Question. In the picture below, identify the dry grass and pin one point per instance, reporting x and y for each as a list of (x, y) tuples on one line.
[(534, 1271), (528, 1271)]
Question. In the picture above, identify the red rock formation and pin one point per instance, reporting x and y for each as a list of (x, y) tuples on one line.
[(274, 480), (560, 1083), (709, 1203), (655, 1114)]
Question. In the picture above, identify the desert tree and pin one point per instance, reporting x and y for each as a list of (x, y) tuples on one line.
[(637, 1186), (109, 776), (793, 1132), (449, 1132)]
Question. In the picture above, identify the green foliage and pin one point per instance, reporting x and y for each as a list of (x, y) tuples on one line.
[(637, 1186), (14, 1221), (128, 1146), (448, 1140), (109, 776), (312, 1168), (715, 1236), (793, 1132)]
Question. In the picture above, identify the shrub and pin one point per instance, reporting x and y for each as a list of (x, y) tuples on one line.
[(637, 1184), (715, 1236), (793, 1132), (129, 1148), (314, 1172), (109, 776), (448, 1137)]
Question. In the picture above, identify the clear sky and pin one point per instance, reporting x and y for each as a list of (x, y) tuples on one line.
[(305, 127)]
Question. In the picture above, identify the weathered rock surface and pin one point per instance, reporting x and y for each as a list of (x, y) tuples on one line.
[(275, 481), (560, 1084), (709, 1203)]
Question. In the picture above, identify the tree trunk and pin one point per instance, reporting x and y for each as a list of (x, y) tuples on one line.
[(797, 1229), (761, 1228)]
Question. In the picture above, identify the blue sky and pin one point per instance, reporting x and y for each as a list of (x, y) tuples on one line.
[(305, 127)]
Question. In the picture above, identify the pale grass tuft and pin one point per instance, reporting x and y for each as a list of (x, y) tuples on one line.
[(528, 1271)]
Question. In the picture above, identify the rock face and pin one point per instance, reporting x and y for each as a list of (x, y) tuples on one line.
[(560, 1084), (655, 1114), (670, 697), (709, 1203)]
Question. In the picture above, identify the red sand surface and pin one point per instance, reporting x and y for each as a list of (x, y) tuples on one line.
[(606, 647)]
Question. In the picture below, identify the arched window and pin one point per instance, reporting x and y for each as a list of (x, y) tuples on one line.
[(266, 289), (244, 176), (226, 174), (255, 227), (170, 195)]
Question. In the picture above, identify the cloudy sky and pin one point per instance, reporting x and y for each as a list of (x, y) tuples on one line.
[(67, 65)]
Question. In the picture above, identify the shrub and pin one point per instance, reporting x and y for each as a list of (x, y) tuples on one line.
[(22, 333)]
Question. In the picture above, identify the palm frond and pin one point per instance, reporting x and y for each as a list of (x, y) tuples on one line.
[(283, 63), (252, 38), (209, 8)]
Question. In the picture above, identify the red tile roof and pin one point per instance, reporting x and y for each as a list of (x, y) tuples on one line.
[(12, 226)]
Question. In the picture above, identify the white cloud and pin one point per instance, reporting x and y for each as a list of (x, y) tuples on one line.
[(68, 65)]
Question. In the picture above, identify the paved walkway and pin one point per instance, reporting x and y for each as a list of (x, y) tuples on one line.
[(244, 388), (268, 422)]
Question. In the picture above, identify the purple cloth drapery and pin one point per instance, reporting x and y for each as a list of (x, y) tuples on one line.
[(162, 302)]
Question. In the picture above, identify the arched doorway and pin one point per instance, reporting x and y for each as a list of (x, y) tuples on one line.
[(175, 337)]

GIVEN INSTRUCTION
Rewrite every line of the entries above as a JSON list of strings, with one string per line and blank lines left out.

ANSWER FOR THIS EXERCISE
[
  "Question. In the picture below, identify the dry grass and pin one point per instance, reporting x and y for each as a list of (x, y) tuples on one line.",
  "[(534, 1271), (528, 1271)]",
  "Question. In the picture above, identify the red rock formation and pin one point per instance, reporting x and y for each as a list of (x, y) tuples on one line.",
  "[(274, 480), (560, 1083), (709, 1203), (655, 1114)]",
  "Question. In the picture above, identify the desert tree and pin one point per instance, reporting x and y for each as a list of (x, y) tuples on one line.",
  "[(637, 1186), (109, 776), (793, 1132), (449, 1132)]",
  "Question. In the picture above, identify the green foliage and pin one point per instance, reporting x and y for each as a list of (x, y) tuples on one line.",
  "[(637, 1186), (14, 1221), (128, 1146), (448, 1140), (109, 776), (312, 1168), (715, 1236), (793, 1132)]",
  "Question. In the picture above, identify the shrub and pin one point per instance, reporting x and y for each as a list of (x, y) tuples on one line.",
  "[(637, 1184), (715, 1236), (793, 1132), (129, 1148), (314, 1172), (109, 776), (448, 1137)]",
  "Question. In the picture above, identify the clear sky and pin one point per instance, reporting x and y for each as a list of (x, y) tuples on one line.",
  "[(305, 127)]",
  "Question. In the picture above, identify the weathered rock surface and pin one point per instance, reporting x and y for each as a list of (x, y) tuples on one line.",
  "[(275, 481), (560, 1084), (709, 1203)]",
  "Question. In the picture above, identify the tree trunk and pin one point per instance, reporting x and y for each as a list of (x, y) tuples on one line.",
  "[(797, 1229), (761, 1228)]",
  "Question. In the picture above, identify the blue sky and pin one point per instance, reporting x and y for each as a list of (x, y) tuples on one line.",
  "[(305, 127)]",
  "Question. In the picture above, identify the pale grass tuft and pin one point per instance, reporting x and y for each as a list of (x, y) tuples on one line.",
  "[(528, 1271)]",
  "Question. In the picture above, identify the rock face and pin one point per instance, reporting x and y for each as a list of (x, y) tuples on one line.",
  "[(560, 1084), (655, 1114), (670, 697), (709, 1203)]",
  "Question. In the picture above, identify the red sand surface and pin one point per instance, reporting x and y for each as a list of (x, y) tuples on one line.",
  "[(606, 647)]",
  "Question. In the picture below, identify the arched window and pin one point per instance, reporting x and y for each as a list of (x, y) tuples on one line.",
  "[(266, 289), (244, 176), (226, 174), (255, 227), (170, 195)]",
  "Question. In the picture above, identify the cloudy sky and pin one point per instance, reporting x and y for each as a list of (x, y) tuples on one line.",
  "[(67, 65)]",
  "Question. In the picture above, identify the shrub and pin one point per instance, reporting x and y for each as a list of (x, y) tuples on one line.",
  "[(22, 333)]",
  "Question. In the picture above, identify the palm frond and pin one point per instance, reporting x and y for each as a list of (x, y) tuples on one line.",
  "[(283, 63), (252, 38), (209, 8)]",
  "Question. In the picture above, identify the red tile roof and pin one point per instance, reporting x and y for each as a list of (x, y) tuples on one line.",
  "[(12, 226)]",
  "Question. In the picture above, identify the white cloud and pin one point per instance, reporting x and y for each as a list of (x, y) tuples on one line.",
  "[(68, 65)]",
  "Question. In the picture above, identify the paved walkway and pin one point per instance, reporting x and y for each as a list of (x, y) tuples on one line.",
  "[(244, 388), (268, 422)]",
  "Question. In the picture above, identify the purple cloth drapery and pin one point per instance, reporting x and y for each as a list of (x, y) tuples on one line.",
  "[(162, 302)]",
  "Question. In the picture above, identify the arched doorway and pin one point per instance, reporting x and y for each as a list of (x, y) tuples on one line.",
  "[(175, 337)]"
]